**Recorded information**
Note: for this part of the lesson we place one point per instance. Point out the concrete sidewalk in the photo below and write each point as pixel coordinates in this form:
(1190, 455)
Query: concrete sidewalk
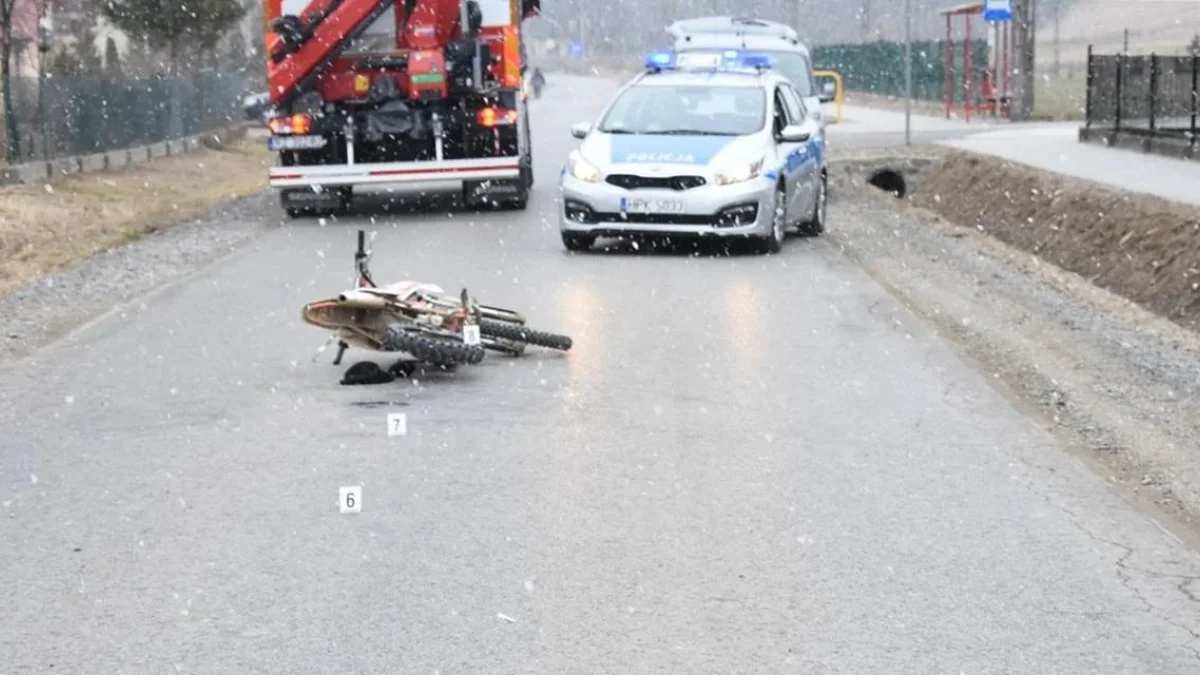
(1056, 148)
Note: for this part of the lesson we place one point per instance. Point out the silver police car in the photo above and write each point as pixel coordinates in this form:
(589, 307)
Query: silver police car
(697, 147)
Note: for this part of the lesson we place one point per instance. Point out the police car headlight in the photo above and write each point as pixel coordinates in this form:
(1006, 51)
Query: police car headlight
(739, 173)
(581, 169)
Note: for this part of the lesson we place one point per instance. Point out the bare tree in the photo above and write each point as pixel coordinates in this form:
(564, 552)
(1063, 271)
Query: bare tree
(7, 13)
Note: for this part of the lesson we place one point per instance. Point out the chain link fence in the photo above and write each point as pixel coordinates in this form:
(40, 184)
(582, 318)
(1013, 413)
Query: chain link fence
(66, 115)
(1144, 94)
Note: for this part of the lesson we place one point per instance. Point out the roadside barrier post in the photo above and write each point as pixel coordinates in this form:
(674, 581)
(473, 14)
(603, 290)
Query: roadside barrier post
(1089, 85)
(1153, 90)
(1195, 96)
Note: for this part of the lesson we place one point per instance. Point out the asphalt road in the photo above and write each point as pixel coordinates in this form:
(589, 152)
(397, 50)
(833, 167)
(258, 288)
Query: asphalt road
(745, 465)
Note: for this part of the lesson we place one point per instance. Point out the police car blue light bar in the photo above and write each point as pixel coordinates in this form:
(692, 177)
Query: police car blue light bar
(730, 59)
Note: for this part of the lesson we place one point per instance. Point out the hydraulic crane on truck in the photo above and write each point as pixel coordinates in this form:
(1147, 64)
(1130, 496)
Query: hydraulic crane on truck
(421, 96)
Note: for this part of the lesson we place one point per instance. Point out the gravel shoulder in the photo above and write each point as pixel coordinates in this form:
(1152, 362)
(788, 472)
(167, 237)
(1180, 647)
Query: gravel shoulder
(81, 245)
(53, 305)
(1116, 382)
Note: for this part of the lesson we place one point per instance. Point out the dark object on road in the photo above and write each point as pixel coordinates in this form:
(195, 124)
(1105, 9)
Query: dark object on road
(421, 321)
(366, 372)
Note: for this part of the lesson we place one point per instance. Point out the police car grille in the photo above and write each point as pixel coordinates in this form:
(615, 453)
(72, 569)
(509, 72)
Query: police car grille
(630, 181)
(653, 219)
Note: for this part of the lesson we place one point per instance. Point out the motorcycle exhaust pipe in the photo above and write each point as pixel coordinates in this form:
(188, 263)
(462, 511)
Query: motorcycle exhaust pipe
(361, 300)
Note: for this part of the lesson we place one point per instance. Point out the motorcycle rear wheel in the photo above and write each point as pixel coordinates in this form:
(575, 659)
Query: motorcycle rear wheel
(522, 334)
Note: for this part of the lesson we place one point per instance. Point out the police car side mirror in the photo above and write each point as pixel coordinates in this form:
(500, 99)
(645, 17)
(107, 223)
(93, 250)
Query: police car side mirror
(796, 133)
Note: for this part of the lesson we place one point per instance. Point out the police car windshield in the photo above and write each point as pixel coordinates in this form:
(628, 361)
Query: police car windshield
(688, 109)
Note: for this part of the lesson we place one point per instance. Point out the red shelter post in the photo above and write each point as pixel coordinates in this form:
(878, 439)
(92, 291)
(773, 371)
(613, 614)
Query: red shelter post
(949, 66)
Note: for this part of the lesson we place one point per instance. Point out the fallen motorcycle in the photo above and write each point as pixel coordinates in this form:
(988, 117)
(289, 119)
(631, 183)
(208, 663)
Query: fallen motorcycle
(421, 321)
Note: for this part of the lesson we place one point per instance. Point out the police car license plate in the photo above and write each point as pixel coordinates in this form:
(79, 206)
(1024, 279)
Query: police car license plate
(295, 142)
(652, 205)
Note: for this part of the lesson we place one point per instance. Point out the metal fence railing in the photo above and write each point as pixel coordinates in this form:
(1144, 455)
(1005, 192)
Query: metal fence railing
(66, 115)
(1144, 94)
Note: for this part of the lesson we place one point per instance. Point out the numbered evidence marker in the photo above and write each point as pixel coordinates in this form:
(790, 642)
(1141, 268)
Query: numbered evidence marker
(397, 424)
(349, 500)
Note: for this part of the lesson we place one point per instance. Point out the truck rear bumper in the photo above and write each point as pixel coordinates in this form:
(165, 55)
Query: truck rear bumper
(417, 174)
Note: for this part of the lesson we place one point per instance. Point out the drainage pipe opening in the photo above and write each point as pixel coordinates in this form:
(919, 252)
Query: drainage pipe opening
(891, 181)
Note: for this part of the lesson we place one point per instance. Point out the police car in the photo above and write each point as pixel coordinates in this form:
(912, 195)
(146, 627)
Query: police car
(697, 145)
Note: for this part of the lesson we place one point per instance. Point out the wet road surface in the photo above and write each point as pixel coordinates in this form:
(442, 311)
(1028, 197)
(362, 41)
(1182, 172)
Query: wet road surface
(745, 465)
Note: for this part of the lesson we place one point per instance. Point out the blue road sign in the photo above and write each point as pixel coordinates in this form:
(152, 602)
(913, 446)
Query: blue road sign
(997, 10)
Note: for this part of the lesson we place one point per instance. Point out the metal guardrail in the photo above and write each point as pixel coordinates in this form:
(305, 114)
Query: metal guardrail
(839, 89)
(1146, 95)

**Exercise instructions**
Reproduce every item above word for word, leaving out the pictures.

**In response**
Note: for this part of the lesson we place one point per instance. Point out the concrete sidewalk in the photo below and write each point as pixel coordinates in this form:
(1190, 455)
Query: concrete sidewalk
(1056, 148)
Note: for this part of the lesson we place one point per instance. Point out the silver police car in the photo above and write each point as pixel coordinates in this form:
(589, 307)
Query: silver police car
(697, 147)
Note: for this part of the lesson we place one point per instance. Point out the police car headlight in the photo above and write each point as pixel coordinates in this form:
(1006, 51)
Query: police car headlight
(739, 173)
(581, 169)
Note: for this part of the lesson we place one point per instance. Point out the bare tree in the photo above and write each point as pixel coordinates in this form:
(564, 552)
(1063, 271)
Query: bare tree
(7, 13)
Note: for this part of the lesson we place one point per instance. Point out the chain link fence in the photo above and write each point as pixel coordinates in this form:
(40, 184)
(582, 318)
(1013, 413)
Query: chain link fence
(66, 115)
(1144, 94)
Note: for this part of the lesson we place one point per instance. Point out the roadside barrier post in the photo above and write each point as pixel coordinates in this form:
(674, 581)
(473, 14)
(603, 290)
Query: roadside barrier post
(1089, 85)
(1153, 90)
(1195, 96)
Note: for this part of the lesson we place one point per instance. Point out the asphalt road in the photo above and write each point as pixel coordinates in this form:
(589, 152)
(397, 50)
(833, 167)
(258, 288)
Query: asphalt road
(745, 465)
Note: for this part of the lesson we place one point per instance. Point out the police car blue light bar in the photo above and write each point as pixel coordinates in this form:
(692, 177)
Query: police car blue light bar
(730, 59)
Note: for this part of the lesson we place one point per instance. Point out the hydraulic crane on truck in the photo above and write each point as pixel coordinates in this form:
(1147, 64)
(1130, 496)
Query: hydraulic crane on truck
(421, 96)
Note: for this part of the lesson we place one point per instance. Point out the gravel shoulder in the photo above and write each point as pixel coordinates in this form:
(1152, 362)
(788, 472)
(167, 237)
(1180, 647)
Query: gravel shoulder
(81, 245)
(53, 305)
(1116, 382)
Note: for this part of the lesson we place one point per instance. Point out the dark object on road in the photo above and write each point as pixel coordinates in this form:
(195, 124)
(1105, 9)
Query: dark object on road
(421, 321)
(366, 372)
Note: for this part of the lesson we place one point per instance. Point out the police car grille in the photo above and write each point as pixel coordinates in this form:
(615, 453)
(72, 569)
(509, 72)
Query: police car grille
(630, 181)
(653, 219)
Note: for this part of the lesson we place one point per instance. Point out the motorcycle exhaust pipe in the photo above and write each point as pixel coordinates in this form:
(188, 263)
(462, 511)
Query: motorcycle exhaust pipe
(361, 300)
Note: for this part of the lesson we place one point per instance. Point out the motorcycle rear wheel in the photo above and write each point as pixel coordinates in this form:
(575, 659)
Query: motorcycle rear wheel
(522, 334)
Note: for this part of the lesson we place one point per instance. Point out the police car side mirror in the photo above and write each point as pixel coordinates in this form:
(500, 99)
(645, 17)
(107, 223)
(93, 250)
Query: police car side mirror
(796, 133)
Note: for this part of the lesson we place one point per instance. Point out the police car windshield in the photo above and write each point as pixel coordinates in this form:
(628, 361)
Query: police car windshield
(688, 109)
Note: for this part of the lesson we place one point per instance. Point out the red shelter post in the photo above and write each point as pixel coordinates in this form:
(878, 439)
(92, 291)
(773, 371)
(613, 614)
Query: red shelter post
(949, 66)
Note: for this part of the lesson we place one point per instance. Point out the fallen motorcycle in the photo above and write each point as pixel coordinates in this form:
(988, 117)
(289, 119)
(631, 183)
(208, 663)
Query: fallen motorcycle
(421, 321)
Note: for this part of the lesson we place one point per instance. Point out the police car license plate in the photo above and write each point as pixel coordinates in this form:
(79, 206)
(1024, 279)
Query: police car license plate
(295, 142)
(652, 205)
Note: for this part of the lesson we place one point per instance. Point out the metal fence railing in the photo above and write each point as pixel coordinates in this form:
(1144, 455)
(1005, 192)
Query: metal fence railing
(66, 115)
(1144, 94)
Note: for this part of the lesson we place one point per instance. Point out the numbered evidence marker in the photo above and write each point as pixel coordinates in this form:
(790, 642)
(1141, 268)
Query: numbered evidence marker
(397, 424)
(349, 500)
Note: for this part of the lesson we place one point per instance. Point out the truck rear bumper in the photo above and write each point as pixel coordinates in this form:
(165, 55)
Query: truck rear bumper
(417, 174)
Note: for this part of the lesson we place one point per instance. Point out the drainage pipe opening in the photo above and write each point as pixel coordinates in this form:
(919, 252)
Query: drainage pipe opening
(891, 181)
Note: for this part of the lesson we place one point per instance. Point out the police car in the photo above and write each point as pixel coordinates in this form:
(912, 195)
(146, 627)
Query: police car
(697, 145)
Note: for this part of the lesson we place one point per instance. Point out the wet road surface in the photo above and write each point as pixel coordinates in this form:
(442, 311)
(1028, 197)
(362, 41)
(1182, 172)
Query: wet road surface
(745, 465)
Note: for this part of the lesson we place one point per instance. Point out the blue road sign in the photo above and write each point as pixel coordinates in this form:
(152, 602)
(913, 446)
Query: blue road sign
(997, 10)
Note: for this part of the lesson we place one point per instance. Point out the metal guardrail in the photo above and write each point as pixel coordinates in this form:
(305, 114)
Query: metal guardrail
(839, 89)
(1146, 95)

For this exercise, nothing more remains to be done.